Provided records:

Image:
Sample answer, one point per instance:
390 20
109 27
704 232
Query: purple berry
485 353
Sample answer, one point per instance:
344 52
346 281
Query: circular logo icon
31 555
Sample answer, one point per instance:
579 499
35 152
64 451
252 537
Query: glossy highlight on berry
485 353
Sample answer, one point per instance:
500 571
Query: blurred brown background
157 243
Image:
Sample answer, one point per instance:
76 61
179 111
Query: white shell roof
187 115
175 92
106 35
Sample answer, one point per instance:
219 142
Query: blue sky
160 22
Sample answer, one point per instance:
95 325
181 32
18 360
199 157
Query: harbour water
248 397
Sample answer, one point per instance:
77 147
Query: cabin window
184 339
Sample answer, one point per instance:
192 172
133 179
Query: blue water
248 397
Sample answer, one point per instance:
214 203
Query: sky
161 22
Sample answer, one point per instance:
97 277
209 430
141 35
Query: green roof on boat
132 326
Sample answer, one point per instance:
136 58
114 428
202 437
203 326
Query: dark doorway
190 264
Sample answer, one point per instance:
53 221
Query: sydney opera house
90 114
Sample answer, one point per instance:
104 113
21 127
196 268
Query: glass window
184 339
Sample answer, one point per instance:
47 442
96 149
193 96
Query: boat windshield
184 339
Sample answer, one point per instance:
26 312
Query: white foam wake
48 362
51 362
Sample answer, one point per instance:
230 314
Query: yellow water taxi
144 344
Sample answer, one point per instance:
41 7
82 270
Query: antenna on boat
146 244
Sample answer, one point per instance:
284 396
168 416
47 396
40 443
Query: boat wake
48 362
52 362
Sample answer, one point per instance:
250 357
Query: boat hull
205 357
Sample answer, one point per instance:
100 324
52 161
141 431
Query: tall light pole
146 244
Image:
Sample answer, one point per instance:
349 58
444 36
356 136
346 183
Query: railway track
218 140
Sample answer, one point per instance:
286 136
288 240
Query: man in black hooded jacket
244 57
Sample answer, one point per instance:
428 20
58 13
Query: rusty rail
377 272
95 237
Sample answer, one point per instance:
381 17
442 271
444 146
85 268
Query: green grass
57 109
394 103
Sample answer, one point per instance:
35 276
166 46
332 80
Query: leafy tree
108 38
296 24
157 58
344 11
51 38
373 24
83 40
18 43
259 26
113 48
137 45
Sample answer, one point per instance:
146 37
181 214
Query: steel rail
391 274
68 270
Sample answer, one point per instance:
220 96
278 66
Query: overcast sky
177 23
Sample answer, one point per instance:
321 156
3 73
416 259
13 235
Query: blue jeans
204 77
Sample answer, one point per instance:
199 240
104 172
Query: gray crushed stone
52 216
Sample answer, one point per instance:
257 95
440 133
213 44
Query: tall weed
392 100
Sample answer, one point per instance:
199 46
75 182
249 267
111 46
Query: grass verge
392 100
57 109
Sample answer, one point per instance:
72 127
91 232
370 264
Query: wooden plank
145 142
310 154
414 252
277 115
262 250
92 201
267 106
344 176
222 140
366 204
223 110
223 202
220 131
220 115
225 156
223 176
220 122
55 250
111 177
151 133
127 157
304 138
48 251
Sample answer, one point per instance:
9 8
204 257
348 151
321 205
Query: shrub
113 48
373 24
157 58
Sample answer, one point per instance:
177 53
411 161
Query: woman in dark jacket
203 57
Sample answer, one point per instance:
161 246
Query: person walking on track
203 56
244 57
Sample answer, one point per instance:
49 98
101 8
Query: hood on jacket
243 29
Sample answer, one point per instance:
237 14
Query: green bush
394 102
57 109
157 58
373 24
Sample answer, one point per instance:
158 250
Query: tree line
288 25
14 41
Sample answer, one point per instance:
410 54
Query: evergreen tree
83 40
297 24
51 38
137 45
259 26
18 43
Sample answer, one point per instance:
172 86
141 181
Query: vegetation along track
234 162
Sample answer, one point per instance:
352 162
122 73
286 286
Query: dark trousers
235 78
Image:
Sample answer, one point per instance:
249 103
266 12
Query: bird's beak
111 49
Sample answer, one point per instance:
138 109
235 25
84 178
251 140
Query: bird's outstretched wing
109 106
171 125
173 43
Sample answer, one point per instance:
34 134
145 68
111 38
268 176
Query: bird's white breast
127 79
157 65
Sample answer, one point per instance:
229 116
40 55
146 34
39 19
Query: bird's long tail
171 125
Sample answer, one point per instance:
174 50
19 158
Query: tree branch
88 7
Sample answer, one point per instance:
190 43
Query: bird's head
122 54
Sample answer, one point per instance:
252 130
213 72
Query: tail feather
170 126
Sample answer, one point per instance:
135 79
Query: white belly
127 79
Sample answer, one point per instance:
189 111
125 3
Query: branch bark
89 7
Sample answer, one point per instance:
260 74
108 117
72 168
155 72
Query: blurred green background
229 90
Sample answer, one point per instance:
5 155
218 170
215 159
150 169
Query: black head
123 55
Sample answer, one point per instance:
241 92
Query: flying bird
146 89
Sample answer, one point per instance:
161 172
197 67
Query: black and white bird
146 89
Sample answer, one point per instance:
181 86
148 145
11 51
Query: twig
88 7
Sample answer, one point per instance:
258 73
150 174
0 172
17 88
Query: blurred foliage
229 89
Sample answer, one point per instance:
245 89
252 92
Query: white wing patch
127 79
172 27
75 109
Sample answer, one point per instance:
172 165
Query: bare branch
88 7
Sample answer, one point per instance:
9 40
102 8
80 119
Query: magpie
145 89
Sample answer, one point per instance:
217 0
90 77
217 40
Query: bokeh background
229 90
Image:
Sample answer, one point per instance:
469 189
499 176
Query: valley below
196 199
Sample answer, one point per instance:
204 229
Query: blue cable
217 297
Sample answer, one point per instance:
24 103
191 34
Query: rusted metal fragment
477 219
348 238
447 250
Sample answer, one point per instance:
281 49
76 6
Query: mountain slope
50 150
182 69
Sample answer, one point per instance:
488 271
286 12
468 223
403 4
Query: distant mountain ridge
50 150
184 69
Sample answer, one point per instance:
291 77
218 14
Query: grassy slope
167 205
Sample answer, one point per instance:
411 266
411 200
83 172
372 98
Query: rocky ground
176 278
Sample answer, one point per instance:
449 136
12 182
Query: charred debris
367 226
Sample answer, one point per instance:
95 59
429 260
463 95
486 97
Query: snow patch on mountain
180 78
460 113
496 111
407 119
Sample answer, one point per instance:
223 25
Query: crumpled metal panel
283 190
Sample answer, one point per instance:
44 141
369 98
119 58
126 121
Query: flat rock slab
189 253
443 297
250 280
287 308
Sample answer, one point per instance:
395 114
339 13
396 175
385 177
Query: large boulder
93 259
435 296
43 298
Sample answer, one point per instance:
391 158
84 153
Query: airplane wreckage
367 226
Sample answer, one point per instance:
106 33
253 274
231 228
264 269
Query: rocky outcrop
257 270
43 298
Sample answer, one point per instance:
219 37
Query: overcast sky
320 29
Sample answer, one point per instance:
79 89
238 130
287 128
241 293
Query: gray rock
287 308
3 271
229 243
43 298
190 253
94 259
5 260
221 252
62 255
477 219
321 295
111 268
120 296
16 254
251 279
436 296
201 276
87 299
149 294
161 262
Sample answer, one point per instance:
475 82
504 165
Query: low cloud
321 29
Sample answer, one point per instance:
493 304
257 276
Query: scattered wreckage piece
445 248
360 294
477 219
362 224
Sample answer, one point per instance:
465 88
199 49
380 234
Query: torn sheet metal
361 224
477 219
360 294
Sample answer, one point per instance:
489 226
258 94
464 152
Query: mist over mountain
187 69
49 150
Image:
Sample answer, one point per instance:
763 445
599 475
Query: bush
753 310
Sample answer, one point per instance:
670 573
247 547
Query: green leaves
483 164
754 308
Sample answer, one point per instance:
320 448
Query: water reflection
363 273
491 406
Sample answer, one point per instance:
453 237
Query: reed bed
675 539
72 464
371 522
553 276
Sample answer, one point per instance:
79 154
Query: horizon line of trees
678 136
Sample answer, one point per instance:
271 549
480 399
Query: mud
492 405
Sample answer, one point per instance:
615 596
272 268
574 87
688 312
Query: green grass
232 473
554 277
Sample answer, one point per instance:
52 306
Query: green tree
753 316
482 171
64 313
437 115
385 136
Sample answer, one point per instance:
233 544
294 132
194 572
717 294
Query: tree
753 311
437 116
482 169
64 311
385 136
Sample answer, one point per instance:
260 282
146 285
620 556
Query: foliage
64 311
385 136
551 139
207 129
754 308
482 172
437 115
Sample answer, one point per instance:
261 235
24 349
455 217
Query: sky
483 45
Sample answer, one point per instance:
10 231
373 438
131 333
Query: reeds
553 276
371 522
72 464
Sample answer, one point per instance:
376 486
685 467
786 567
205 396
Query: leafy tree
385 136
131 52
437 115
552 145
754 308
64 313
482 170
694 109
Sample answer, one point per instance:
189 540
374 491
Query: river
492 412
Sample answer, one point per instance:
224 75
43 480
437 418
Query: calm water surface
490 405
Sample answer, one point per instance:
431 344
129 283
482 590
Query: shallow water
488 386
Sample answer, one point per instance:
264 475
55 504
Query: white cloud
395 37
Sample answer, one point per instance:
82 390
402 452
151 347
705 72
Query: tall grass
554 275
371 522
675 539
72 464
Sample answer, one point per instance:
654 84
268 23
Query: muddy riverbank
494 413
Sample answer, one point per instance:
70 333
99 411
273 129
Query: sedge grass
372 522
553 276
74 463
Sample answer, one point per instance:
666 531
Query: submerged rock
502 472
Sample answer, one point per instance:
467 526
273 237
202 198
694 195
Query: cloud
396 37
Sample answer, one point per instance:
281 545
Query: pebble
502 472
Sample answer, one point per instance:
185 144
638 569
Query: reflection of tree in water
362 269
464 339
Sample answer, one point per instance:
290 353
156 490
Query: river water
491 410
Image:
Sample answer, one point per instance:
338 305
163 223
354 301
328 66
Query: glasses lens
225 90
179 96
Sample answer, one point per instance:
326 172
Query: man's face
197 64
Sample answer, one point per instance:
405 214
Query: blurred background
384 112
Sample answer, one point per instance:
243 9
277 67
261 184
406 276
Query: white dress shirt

Stated exercise: Show every line above that contains the string "track", matching case exactly.

Solution for this problem:
Query: railway track
Query: person walking on track
Query: vegetation along track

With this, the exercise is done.